Copy exactly the line containing "Where can you spot the water" and all lines after it, through the last line of the material below; omit everything before it.
+ + +
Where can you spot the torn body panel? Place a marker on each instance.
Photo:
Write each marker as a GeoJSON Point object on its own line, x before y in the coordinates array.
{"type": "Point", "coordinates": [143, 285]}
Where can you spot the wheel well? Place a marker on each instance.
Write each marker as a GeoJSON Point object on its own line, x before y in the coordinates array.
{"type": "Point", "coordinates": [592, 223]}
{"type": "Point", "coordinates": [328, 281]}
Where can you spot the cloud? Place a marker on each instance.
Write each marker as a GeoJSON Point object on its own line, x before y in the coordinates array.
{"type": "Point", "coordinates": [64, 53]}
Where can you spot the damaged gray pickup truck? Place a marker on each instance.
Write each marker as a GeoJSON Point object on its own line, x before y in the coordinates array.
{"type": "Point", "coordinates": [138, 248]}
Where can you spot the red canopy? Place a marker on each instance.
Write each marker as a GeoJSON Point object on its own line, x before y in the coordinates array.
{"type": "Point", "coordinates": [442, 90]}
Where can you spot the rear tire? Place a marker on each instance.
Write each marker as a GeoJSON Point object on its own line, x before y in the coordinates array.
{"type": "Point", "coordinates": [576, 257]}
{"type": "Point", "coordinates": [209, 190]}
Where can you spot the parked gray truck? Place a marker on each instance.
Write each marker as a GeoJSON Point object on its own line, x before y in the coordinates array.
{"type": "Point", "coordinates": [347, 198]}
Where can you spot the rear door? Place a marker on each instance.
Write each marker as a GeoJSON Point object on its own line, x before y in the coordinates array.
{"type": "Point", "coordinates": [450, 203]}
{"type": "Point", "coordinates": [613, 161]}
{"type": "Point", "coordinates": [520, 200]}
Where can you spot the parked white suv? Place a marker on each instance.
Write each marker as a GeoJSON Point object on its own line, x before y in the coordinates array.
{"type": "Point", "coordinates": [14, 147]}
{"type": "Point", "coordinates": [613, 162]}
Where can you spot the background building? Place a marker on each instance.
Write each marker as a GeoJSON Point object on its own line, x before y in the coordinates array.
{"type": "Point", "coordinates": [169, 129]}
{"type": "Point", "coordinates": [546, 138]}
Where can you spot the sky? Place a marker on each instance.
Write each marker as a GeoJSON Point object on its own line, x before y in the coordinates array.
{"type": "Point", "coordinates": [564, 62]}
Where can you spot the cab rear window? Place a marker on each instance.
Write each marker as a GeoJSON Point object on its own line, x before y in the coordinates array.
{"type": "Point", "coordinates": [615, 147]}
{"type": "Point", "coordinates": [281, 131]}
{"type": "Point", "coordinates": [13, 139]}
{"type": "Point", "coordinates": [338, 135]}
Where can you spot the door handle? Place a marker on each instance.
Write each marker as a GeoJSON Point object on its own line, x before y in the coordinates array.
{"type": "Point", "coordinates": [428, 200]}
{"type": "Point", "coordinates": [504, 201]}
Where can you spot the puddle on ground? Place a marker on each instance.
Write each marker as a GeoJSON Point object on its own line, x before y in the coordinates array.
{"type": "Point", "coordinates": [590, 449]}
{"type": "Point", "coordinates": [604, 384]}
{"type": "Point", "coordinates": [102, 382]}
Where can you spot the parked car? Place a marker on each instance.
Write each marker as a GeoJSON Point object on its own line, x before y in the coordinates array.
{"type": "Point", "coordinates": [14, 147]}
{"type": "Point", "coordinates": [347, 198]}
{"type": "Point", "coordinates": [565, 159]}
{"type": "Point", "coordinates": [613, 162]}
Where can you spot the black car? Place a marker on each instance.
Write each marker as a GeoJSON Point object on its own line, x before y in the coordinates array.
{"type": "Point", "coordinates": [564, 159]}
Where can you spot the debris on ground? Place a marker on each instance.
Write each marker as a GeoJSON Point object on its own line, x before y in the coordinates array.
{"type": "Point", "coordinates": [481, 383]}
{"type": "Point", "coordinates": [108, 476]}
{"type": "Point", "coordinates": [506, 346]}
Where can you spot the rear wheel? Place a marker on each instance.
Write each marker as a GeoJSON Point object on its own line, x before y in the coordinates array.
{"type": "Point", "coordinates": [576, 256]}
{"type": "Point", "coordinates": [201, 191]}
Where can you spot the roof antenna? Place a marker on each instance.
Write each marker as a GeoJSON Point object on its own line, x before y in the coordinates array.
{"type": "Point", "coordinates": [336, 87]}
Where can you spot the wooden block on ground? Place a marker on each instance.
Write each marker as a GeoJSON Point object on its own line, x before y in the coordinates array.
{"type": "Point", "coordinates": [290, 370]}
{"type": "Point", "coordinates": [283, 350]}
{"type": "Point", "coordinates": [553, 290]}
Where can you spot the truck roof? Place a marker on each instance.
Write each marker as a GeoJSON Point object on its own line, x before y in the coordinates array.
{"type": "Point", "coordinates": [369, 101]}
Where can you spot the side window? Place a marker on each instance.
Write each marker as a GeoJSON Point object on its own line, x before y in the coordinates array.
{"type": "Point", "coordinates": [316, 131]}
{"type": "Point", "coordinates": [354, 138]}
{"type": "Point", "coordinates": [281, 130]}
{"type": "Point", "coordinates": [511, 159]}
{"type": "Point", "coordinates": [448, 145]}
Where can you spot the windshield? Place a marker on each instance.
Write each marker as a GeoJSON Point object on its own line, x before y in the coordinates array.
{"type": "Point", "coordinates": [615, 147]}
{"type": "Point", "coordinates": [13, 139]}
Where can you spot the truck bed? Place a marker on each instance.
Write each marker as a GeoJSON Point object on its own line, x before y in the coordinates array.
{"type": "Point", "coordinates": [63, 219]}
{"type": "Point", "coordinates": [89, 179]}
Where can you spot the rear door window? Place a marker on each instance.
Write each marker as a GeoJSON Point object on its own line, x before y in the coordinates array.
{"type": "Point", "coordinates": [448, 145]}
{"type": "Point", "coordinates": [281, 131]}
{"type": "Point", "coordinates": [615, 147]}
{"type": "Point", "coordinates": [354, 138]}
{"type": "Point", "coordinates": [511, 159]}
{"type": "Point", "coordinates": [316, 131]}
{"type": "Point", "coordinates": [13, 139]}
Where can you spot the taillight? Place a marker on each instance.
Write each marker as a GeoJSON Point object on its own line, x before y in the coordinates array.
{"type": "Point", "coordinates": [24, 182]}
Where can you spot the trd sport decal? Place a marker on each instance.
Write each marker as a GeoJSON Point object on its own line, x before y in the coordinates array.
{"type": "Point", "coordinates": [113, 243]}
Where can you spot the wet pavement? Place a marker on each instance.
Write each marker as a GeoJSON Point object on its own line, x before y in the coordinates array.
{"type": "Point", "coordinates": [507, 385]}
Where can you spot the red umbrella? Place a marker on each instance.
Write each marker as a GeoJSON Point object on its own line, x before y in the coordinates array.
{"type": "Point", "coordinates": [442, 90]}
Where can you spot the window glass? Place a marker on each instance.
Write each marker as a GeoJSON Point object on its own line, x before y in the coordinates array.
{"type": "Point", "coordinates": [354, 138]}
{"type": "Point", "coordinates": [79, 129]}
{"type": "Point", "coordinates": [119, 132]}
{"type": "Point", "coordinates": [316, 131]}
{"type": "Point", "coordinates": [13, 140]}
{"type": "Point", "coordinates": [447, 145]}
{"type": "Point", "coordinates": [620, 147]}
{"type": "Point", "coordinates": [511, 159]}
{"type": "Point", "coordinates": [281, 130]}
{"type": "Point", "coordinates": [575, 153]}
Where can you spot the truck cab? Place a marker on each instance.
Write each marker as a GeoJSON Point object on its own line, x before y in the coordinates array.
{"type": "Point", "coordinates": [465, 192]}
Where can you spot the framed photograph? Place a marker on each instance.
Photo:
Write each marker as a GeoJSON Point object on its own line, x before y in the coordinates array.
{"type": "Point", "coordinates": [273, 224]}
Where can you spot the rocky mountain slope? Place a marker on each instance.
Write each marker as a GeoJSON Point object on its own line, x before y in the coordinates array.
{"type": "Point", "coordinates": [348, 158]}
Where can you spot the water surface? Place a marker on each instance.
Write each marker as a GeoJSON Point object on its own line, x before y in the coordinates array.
+ + +
**Reply:**
Where can you spot the water surface? Place a marker on each instance.
Write each marker as a GeoJSON Point object on its own line, x before y in the coordinates array.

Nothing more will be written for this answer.